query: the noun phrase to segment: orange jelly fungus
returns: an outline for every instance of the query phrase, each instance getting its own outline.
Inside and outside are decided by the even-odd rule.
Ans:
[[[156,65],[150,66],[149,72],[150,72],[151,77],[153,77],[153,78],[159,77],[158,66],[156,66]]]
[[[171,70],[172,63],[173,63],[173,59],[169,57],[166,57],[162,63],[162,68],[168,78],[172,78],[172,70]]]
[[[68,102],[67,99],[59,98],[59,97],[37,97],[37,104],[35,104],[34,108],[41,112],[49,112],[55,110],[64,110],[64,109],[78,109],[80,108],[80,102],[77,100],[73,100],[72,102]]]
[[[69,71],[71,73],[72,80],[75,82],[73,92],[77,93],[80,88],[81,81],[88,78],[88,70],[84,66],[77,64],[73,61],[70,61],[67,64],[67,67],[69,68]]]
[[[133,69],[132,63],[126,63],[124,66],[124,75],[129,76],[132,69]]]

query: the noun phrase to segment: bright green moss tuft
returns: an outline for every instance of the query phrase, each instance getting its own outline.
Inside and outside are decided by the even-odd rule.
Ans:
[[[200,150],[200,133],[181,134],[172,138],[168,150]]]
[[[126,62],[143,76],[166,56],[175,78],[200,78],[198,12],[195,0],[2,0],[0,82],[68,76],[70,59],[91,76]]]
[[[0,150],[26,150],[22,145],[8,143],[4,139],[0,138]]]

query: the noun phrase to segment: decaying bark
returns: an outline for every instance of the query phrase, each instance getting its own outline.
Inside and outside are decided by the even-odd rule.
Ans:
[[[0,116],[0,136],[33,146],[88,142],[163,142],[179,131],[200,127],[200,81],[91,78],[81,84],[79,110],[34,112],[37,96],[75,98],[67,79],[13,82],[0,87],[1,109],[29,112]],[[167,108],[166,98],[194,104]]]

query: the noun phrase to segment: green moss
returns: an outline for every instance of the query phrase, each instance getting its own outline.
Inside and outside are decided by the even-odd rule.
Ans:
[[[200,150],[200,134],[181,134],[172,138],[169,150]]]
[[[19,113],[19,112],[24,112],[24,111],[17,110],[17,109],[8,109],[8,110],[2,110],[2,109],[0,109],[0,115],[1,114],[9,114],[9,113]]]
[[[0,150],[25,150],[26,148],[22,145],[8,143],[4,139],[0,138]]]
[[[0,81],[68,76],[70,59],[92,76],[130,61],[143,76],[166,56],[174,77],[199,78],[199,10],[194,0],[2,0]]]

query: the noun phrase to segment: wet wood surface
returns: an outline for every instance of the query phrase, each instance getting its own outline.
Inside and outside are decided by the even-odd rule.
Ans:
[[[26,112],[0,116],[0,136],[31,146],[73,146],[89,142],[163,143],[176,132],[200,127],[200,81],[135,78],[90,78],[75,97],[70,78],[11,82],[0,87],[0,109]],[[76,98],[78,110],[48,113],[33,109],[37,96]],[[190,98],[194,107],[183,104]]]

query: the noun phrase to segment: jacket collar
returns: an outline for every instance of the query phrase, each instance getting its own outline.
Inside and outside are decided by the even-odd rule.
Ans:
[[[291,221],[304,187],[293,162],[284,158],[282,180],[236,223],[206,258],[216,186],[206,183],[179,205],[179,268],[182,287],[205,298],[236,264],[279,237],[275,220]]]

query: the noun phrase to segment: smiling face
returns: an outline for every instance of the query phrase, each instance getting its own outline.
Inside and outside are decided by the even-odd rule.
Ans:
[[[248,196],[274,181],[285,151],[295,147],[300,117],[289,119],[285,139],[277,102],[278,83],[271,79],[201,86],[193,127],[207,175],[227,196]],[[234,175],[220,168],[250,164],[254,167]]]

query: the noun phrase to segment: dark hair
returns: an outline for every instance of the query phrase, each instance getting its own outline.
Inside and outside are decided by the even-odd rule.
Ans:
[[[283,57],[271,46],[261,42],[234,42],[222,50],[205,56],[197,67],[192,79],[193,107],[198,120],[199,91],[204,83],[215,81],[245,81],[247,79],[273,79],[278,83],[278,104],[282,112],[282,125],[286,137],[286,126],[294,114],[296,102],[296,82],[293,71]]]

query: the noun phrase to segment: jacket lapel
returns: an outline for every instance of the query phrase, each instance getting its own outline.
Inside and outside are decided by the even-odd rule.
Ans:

- WHAT IS BEING ASKED:
Nothing in the records may change. Print all of them.

- RESPONSE TO THE TASK:
query: the noun phrase to segment: orange jelly fungus
returns: an outline for every instance of the query phrase, each instance getting its own outline.
Inside and outside are decided by the even-odd rule.
Ans:
[[[156,65],[150,66],[149,72],[150,72],[151,77],[153,77],[153,78],[159,77],[158,66],[156,66]]]
[[[171,70],[172,63],[173,63],[173,59],[169,57],[166,57],[162,63],[162,68],[168,78],[172,78],[172,70]]]
[[[68,102],[67,99],[59,98],[59,97],[37,97],[37,104],[35,104],[34,108],[41,112],[49,112],[55,110],[64,110],[64,109],[78,109],[80,108],[80,102],[77,100],[73,100],[72,102]]]
[[[69,71],[71,73],[72,80],[75,82],[73,92],[77,93],[80,88],[81,81],[88,78],[88,70],[84,66],[77,64],[73,61],[70,61],[67,64],[67,67],[69,68]]]
[[[133,69],[132,63],[126,63],[124,66],[124,75],[129,76],[132,69]]]

query: the noun phrase to segment: bright green moss tuft
returns: an outline for every instance of the query phrase, each instance getting its own outline.
Inside and outside are decided by the even-odd rule.
Ans:
[[[200,150],[200,133],[181,134],[172,138],[168,150]]]
[[[126,62],[143,76],[166,56],[175,78],[200,78],[198,12],[195,0],[2,0],[0,82],[68,76],[70,59],[91,76]]]
[[[0,150],[26,150],[22,145],[8,143],[4,139],[0,138]]]

query: the noun phrase to segment: decaying bark
returns: an outline for every instance of the query phrase, each instance getting its own outline.
Inside and outside are decided by the even-odd rule.
Ans:
[[[0,116],[0,136],[33,146],[88,142],[163,142],[179,131],[200,127],[200,81],[91,78],[81,84],[79,110],[34,112],[37,96],[75,98],[67,79],[13,82],[0,87],[1,109],[29,112]],[[167,108],[166,98],[194,104]]]

query: the noun phrase to segment: green moss
returns: an outline for every instance of the query phrase, each instance getting its own outline.
Inside and outside are decided by the even-odd rule.
Ans:
[[[200,150],[200,134],[181,134],[172,138],[169,150]]]
[[[19,113],[19,112],[24,112],[24,111],[17,110],[17,109],[8,109],[8,110],[2,110],[2,109],[0,109],[0,115],[1,114],[9,114],[9,113]]]
[[[0,150],[25,150],[26,148],[22,145],[8,143],[4,139],[0,138]]]
[[[0,81],[68,76],[70,59],[92,76],[130,61],[143,76],[166,56],[174,77],[199,78],[199,10],[194,0],[2,0]]]

query: the noun phrase to segment: wet wood surface
returns: an outline for every instance of the query phrase, each instance getting its own outline.
Inside and outside are decided by the even-odd rule.
Ans:
[[[26,112],[0,116],[0,136],[31,146],[73,146],[89,142],[163,143],[176,132],[200,127],[200,81],[135,78],[90,78],[75,97],[70,78],[11,82],[0,87],[0,109]],[[76,98],[78,110],[48,113],[33,109],[37,96]],[[190,98],[194,107],[183,104]]]

query: the noun phrase to segment: jacket collar
returns: an outline for every instance of the query phrase, each instance getting its own outline.
Inside and outside are decided by the even-odd rule.
Ans:
[[[291,221],[304,187],[293,162],[284,158],[282,180],[236,223],[206,258],[216,186],[206,183],[179,205],[179,268],[182,287],[205,298],[236,264],[279,237],[275,220]]]

query: the noun phrase to segment: smiling face
returns: an outline for every instance of the query phrase, each instance getting its own outline.
Inside and outside are decided by the even-odd rule.
Ans:
[[[248,196],[274,181],[285,151],[295,147],[300,117],[289,119],[285,139],[277,102],[278,83],[271,79],[201,86],[193,127],[207,175],[227,196]],[[234,175],[220,168],[250,164],[254,167]]]

query: the noun phrase to segment: dark hair
returns: an outline for every instance of the query phrase, each instance getting its own outline.
Inside and outside are decided by the even-odd rule.
Ans:
[[[283,57],[271,46],[261,42],[234,42],[222,50],[205,56],[197,67],[192,79],[193,107],[198,120],[199,91],[204,83],[215,81],[245,81],[247,79],[273,79],[278,83],[278,104],[282,112],[282,125],[286,137],[286,126],[294,114],[296,102],[296,82],[293,71]]]

query: the noun phrase to segment: jacket lapel
returns: an outline for every instance of the query phrase, each instance getting its own outline.
Inside and outside are decided by the even-odd rule.
Ans:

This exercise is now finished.